## TASK REQUIREMENTS
Can you copy each of the rows below character for character?

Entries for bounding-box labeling
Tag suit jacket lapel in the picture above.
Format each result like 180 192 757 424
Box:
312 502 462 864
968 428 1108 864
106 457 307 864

## THE OUTPUT
Tag suit jacket lapel in the picture above.
Format each result like 180 192 757 424
Box:
312 502 462 864
968 428 1108 864
106 457 307 864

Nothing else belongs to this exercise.